-- Opening Marker --

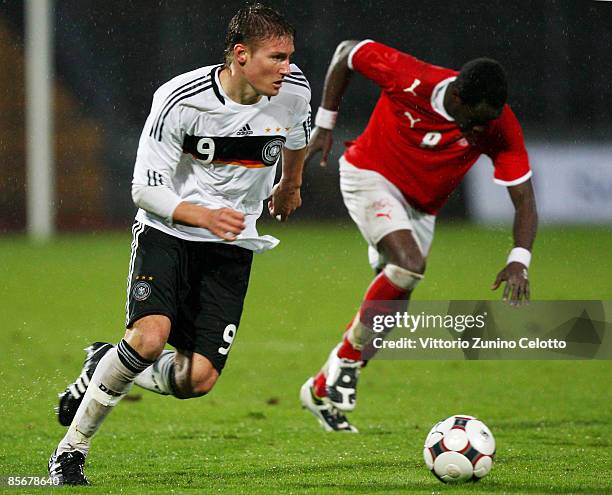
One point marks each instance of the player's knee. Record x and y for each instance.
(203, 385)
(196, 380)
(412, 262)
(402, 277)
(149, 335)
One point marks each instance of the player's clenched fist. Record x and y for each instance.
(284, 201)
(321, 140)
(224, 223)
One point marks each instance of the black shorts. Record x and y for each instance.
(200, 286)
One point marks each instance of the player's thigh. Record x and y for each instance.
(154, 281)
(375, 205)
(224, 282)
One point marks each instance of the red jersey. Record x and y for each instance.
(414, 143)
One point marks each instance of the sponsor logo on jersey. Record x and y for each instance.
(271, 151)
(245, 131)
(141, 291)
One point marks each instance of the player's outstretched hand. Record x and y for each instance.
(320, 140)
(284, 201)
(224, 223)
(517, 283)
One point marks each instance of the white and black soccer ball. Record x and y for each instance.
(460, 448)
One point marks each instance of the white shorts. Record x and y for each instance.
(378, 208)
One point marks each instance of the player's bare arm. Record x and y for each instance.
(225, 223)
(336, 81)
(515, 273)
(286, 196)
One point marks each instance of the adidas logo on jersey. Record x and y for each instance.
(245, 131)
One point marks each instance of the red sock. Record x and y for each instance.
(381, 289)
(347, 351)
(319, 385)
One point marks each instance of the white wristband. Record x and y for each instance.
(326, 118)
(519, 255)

-- Closing Marker --

**Exercise requirements**: Please write out exactly the line containing "One point marks each instance of the red sock." and every line after it through the end of the records, nothing more.

**Solution below**:
One point marks each instance of the red sock. Record x and y for each instance.
(381, 289)
(347, 351)
(319, 385)
One point marks each instance of the white wristband. Record x and y for each instance.
(326, 118)
(519, 255)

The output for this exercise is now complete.